# 2CM77 questions



## major (Apr 4, 2008)

e^2 said:


> Does anyone know what a GE 2CM77 motor looks like? I believe that is what I have in this car I picked up. I tried googling lots of different ways but cannot find a picture of one and there are no numbers on this motor to help identify it. There is 4Awg on the E-, C+, with a small 10Awg on A+. It runs just fine this way but if there is another way to do it, I'm interested.


From the terminal block, it looks like an old aircraft starter-generator. They were made by several companies to maybe the same spec. I've seen a number of conversions using them, mostly from 20-30 years ago. You'd likely have better luck searching for the Jack & Heintz version. There's been a few related discussions on this board. They're pretty rugged. 

major


----------



## e^2 (Jul 22, 2017)

The numbers on it are all GE numbers and it has new brushes and assemblies. All I'm trying to do is get a different motor controller for it, a new lithium battery pack, and clean it up. As this appears to be a sepex motor I need to know if this thing is wired up correctly or not.


----------



## brian_ (Feb 7, 2017)

major said:


> From the terminal block, it looks like an old aircraft starter-generator. They were made by several companies to maybe the same spec. I've seen a number of conversions using them, mostly from 20-30 years ago. You'd likely have better luck searching for the Jack & Hines version. There's been a few related discussions on this board. They're pretty rugged.
> 
> major


Interesting - I had never heard of these.

By the way, it looks like the company is "Jack & Heintz" (makes searching easier).

========================

_Tasks to perform_
A: In the forum thread about the GE 2CM77 motor, what does major say the motor looks like, judging from its terminal block?
B: Please show every line of the records that contains the string "background", treating uppercase and lowercase as different.
The records have nothing to do with the forum thread.

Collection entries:
========================

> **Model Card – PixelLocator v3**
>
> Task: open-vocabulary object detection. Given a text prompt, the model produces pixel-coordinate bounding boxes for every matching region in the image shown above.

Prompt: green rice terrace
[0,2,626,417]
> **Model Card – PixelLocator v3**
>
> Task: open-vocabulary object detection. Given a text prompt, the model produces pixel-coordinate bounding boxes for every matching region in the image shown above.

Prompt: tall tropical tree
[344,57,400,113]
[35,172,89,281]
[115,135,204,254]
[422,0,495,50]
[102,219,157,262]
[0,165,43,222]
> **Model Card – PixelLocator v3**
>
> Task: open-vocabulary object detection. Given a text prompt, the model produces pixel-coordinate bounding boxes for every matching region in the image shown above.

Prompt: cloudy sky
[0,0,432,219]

========================

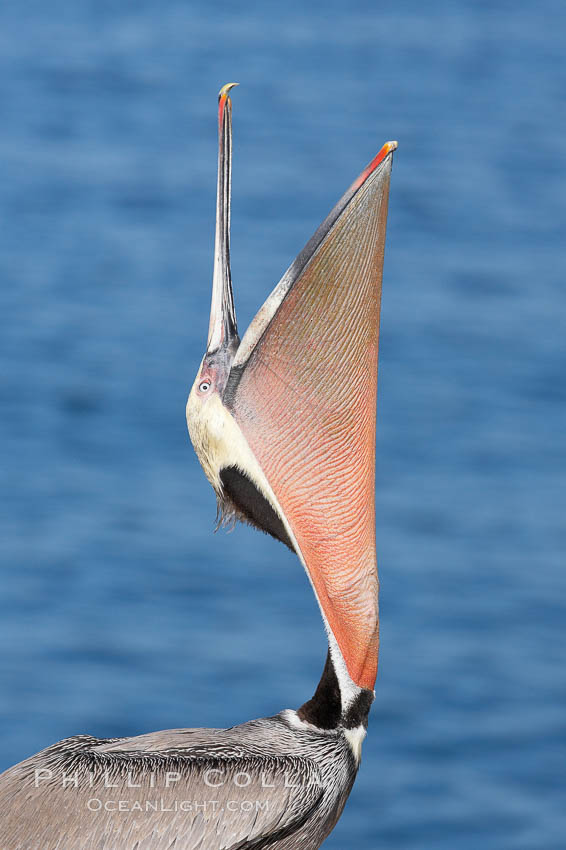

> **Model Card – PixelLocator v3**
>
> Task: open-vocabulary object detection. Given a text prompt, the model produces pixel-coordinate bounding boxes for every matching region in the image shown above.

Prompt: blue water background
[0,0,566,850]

========================

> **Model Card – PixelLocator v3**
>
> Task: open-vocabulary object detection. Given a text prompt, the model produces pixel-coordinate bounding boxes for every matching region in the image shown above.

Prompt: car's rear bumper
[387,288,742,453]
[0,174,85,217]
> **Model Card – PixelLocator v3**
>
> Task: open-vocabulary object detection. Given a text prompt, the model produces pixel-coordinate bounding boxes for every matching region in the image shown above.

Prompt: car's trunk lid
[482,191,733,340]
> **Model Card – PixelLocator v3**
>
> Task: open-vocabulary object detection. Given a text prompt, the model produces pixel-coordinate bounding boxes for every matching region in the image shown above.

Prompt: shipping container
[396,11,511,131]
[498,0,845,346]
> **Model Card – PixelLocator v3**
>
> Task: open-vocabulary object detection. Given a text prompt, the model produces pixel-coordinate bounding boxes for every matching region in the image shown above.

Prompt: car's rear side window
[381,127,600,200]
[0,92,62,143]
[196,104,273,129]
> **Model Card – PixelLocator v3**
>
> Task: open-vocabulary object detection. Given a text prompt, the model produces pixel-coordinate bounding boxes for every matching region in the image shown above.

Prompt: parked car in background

========================

_The replies_
A: An old aircraft starter-generator.

B:
Prompt: blue water background
Prompt: parked car in background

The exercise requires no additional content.